### [Aim]
Copy out the stretch of data from the line containing "Where can you spot the excavator boom?" through the end, keeping every line, requests included. Rescale each coordinate in the answers by multiplying it by 0.65 and rounding to a whole number, with halves rounded up.

[Records]

────────

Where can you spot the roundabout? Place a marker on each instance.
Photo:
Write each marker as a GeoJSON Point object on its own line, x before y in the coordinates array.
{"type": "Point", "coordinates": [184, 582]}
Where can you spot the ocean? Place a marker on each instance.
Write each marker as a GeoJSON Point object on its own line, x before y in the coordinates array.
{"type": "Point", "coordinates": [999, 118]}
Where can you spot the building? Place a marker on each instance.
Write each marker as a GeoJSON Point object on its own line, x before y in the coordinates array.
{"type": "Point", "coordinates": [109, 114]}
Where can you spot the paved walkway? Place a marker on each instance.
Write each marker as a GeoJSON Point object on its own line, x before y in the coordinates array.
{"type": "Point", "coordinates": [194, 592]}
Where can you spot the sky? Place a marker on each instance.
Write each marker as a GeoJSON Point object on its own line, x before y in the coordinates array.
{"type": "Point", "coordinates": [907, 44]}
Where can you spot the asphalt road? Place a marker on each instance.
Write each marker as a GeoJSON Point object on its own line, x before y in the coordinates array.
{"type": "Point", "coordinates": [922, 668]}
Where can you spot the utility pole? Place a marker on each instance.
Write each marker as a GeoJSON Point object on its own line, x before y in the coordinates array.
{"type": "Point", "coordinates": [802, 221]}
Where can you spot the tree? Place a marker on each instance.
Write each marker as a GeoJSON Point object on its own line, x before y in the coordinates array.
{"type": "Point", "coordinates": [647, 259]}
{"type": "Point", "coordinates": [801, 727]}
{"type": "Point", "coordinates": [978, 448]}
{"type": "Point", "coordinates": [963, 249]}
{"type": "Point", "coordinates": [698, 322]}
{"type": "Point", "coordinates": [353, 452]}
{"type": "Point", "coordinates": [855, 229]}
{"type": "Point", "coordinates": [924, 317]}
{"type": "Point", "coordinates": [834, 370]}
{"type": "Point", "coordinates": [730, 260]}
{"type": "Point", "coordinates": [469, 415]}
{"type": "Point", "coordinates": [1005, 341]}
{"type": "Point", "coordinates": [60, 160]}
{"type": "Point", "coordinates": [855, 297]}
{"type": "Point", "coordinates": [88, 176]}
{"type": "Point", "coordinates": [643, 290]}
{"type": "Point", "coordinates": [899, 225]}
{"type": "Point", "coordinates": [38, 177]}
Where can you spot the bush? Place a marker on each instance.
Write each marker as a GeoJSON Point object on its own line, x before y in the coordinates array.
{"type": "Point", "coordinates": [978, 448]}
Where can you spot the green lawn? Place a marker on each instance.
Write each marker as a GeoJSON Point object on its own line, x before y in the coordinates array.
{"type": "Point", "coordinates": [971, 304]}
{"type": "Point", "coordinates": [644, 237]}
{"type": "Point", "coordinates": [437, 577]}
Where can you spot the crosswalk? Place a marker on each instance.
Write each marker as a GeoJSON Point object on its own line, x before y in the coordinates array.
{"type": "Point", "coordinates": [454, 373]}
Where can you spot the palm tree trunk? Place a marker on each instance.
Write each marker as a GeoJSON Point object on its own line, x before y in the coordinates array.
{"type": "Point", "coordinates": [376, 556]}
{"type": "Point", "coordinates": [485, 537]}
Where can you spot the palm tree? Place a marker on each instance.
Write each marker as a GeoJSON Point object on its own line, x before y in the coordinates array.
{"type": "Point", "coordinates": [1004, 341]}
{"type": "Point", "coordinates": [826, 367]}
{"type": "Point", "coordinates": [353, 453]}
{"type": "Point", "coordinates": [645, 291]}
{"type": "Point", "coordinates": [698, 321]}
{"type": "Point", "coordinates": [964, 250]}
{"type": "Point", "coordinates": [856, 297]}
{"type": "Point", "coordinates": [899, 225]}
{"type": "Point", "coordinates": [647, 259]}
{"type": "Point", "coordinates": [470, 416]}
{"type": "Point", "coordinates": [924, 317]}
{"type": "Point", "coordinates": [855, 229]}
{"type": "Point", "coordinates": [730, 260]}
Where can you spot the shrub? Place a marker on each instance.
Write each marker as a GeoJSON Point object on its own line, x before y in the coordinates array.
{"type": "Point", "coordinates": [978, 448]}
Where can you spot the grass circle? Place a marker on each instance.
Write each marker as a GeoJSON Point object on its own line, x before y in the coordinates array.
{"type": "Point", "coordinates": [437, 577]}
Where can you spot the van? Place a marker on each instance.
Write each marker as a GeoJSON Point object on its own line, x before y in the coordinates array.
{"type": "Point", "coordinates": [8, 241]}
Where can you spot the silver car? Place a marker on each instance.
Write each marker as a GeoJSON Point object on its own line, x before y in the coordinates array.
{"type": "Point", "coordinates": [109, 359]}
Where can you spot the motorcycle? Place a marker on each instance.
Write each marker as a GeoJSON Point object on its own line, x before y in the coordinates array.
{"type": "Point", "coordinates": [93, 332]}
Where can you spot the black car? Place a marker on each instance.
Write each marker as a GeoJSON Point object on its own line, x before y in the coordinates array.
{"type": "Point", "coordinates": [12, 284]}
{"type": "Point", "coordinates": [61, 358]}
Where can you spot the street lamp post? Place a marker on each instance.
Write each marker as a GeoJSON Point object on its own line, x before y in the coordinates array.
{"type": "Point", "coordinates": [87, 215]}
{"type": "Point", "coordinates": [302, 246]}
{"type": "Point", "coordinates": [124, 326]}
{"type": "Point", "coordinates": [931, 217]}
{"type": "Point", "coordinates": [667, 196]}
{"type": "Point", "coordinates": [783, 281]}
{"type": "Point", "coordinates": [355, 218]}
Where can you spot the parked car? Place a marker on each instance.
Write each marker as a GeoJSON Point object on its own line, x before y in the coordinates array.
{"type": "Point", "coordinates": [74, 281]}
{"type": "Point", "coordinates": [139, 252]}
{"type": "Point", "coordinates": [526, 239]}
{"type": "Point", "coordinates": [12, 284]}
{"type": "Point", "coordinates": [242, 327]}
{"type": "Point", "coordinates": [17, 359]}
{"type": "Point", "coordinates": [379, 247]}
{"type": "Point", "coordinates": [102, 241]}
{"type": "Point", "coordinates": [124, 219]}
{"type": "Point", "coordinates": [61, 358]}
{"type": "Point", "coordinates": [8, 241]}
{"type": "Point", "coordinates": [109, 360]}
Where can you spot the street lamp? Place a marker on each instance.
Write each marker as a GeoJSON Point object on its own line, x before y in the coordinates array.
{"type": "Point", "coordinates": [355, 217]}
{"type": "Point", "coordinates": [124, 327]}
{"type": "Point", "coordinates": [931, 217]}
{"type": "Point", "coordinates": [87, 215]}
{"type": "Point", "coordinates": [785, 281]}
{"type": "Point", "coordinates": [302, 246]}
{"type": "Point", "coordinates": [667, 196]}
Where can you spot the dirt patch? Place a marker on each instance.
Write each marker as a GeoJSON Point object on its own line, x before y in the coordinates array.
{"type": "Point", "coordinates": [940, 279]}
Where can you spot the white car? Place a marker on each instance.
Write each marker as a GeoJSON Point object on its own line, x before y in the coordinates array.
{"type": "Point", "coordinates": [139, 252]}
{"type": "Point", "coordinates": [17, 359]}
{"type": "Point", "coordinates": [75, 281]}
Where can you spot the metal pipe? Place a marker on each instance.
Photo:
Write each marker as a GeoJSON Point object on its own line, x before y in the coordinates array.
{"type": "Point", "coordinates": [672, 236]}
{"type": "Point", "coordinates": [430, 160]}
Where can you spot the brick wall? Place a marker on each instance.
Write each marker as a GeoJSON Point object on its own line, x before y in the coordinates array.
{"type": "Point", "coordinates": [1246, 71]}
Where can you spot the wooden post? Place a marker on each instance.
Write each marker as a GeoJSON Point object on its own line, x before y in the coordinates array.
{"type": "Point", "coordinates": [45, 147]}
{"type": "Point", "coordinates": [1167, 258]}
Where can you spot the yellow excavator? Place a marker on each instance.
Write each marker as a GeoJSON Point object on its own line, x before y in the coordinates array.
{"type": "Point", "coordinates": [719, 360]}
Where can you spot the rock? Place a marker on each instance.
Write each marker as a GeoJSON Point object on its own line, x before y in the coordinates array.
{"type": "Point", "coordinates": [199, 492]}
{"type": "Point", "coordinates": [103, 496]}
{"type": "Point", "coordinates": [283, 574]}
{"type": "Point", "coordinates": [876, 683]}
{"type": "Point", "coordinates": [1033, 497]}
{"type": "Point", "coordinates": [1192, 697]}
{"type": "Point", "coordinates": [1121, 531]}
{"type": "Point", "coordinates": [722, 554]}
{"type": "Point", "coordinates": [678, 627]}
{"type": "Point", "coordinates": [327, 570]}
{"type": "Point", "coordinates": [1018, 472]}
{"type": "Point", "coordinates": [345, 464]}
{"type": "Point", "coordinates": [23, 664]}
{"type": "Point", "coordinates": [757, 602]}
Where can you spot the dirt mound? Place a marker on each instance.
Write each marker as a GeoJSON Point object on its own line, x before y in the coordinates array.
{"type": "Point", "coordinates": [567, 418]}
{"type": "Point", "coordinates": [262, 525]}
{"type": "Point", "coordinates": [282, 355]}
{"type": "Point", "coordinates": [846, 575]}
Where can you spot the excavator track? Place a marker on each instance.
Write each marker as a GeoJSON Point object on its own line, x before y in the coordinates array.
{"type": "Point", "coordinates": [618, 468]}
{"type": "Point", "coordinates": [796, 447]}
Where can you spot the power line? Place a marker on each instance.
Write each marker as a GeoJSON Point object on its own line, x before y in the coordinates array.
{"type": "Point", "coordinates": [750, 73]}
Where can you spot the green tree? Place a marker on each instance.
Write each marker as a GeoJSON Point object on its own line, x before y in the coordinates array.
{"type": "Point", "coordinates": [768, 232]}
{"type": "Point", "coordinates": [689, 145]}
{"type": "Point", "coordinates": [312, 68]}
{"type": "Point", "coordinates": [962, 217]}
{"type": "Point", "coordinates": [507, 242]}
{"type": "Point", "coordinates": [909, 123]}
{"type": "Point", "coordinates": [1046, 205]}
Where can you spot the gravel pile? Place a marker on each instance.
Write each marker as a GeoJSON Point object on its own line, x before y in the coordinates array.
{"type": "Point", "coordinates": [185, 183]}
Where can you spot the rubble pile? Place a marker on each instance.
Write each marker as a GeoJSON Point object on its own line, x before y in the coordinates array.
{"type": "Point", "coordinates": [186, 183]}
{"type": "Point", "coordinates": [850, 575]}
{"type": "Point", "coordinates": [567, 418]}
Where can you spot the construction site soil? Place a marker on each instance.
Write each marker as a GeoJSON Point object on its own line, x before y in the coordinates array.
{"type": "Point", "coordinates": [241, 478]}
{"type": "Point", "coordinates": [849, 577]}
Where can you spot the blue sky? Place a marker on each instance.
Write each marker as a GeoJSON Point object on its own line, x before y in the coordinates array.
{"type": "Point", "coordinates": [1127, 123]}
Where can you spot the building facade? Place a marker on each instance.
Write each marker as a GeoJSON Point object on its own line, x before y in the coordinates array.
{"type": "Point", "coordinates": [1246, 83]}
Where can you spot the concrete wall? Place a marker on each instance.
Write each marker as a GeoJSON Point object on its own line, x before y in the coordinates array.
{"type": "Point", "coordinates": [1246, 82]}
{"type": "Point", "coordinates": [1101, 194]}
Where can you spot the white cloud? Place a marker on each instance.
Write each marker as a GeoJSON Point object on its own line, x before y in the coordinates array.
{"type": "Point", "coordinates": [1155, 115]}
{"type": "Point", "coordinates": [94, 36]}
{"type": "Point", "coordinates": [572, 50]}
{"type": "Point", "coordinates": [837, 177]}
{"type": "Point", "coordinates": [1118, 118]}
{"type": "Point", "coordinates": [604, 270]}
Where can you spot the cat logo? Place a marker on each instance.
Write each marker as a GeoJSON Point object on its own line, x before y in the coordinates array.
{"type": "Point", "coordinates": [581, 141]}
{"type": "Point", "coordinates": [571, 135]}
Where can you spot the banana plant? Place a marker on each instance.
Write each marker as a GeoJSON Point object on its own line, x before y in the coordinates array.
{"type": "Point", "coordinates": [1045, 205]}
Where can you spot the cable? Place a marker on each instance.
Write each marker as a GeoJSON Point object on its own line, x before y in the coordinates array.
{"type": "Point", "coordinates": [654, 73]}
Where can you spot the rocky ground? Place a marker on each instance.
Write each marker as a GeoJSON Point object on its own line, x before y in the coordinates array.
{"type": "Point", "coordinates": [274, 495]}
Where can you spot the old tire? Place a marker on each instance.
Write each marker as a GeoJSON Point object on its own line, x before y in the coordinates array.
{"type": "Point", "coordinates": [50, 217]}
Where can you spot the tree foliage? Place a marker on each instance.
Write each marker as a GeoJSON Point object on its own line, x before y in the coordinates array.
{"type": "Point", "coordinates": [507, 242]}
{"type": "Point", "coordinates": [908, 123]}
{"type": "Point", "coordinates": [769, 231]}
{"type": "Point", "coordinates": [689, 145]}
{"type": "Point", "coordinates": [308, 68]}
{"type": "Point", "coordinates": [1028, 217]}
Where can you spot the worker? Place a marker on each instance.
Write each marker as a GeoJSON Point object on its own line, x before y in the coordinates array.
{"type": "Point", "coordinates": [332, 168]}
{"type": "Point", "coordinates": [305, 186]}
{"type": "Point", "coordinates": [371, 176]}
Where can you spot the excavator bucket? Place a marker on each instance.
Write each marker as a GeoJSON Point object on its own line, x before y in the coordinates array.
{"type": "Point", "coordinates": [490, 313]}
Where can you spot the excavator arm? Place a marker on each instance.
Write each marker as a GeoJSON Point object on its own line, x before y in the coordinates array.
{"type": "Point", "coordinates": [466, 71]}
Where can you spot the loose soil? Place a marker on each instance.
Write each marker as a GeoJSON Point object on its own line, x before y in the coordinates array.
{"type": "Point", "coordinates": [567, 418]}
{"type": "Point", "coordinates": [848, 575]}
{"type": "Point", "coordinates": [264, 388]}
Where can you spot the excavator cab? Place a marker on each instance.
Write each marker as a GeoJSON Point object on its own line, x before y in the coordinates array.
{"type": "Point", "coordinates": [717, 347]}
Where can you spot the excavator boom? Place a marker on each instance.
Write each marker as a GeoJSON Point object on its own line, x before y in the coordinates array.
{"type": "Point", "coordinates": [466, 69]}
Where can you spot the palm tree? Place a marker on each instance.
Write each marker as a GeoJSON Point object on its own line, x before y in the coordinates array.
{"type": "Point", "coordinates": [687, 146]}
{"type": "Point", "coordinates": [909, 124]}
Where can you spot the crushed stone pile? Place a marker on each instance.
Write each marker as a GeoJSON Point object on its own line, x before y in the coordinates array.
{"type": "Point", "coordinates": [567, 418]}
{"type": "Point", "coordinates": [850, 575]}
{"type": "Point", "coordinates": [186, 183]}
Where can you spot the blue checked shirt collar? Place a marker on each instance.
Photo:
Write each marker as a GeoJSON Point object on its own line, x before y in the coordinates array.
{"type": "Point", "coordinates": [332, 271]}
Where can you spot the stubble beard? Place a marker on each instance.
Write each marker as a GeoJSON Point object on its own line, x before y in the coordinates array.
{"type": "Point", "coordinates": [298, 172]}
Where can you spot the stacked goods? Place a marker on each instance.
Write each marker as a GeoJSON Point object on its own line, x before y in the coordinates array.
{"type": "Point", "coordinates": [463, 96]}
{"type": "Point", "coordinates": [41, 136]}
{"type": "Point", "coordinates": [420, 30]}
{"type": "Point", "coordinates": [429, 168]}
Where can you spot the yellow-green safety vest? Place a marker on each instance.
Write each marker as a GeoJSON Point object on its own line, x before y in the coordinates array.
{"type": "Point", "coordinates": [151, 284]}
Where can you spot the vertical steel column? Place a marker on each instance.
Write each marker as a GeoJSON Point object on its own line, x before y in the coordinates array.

────────

### [Output]
Where can you spot the excavator boom? Place a marker on each instance.
Write each marker as a GeoJSON Point object on its own line, x before y in the coordinates array.
{"type": "Point", "coordinates": [303, 45]}
Where can you spot the palm tree? Place a marker on each instance.
Write each marker as a GeoJSON Point object on its own line, x before y in the coordinates array.
{"type": "Point", "coordinates": [447, 95]}
{"type": "Point", "coordinates": [591, 81]}
Where can you spot the crushed stone pile? Place a marker on each instance.
Write each marker as a GeoJSON Point object on its own line, x before y in the coordinates array.
{"type": "Point", "coordinates": [369, 272]}
{"type": "Point", "coordinates": [553, 374]}
{"type": "Point", "coordinates": [121, 119]}
Where can you spot the blue checked shirt collar? Place a marker on each instance.
Photo:
Write each marker as a GeoJSON Point object on its own line, x before y in the coordinates array.
{"type": "Point", "coordinates": [216, 176]}
Where can you spot the stubble beard? Place a marker on each instance.
Write each marker as a GeoJSON Point object on its own line, x before y in the coordinates array.
{"type": "Point", "coordinates": [194, 112]}
Where can you spot the stacked goods? Place a marker on each instance.
Write each marker as a GeoJSON Point object on its own line, x before y in the coordinates array.
{"type": "Point", "coordinates": [301, 62]}
{"type": "Point", "coordinates": [27, 88]}
{"type": "Point", "coordinates": [273, 20]}
{"type": "Point", "coordinates": [279, 109]}
Where can you spot the yellow-green safety vest? Place a marker on each instance.
Write each marker as a GeoJSON Point object on its own line, x before y in the coordinates array.
{"type": "Point", "coordinates": [98, 185]}
Where can you spot the vertical steel column? Place a marker on each instance.
Write each marker as a GeoJSON Point object on its own line, x before y in the coordinates array.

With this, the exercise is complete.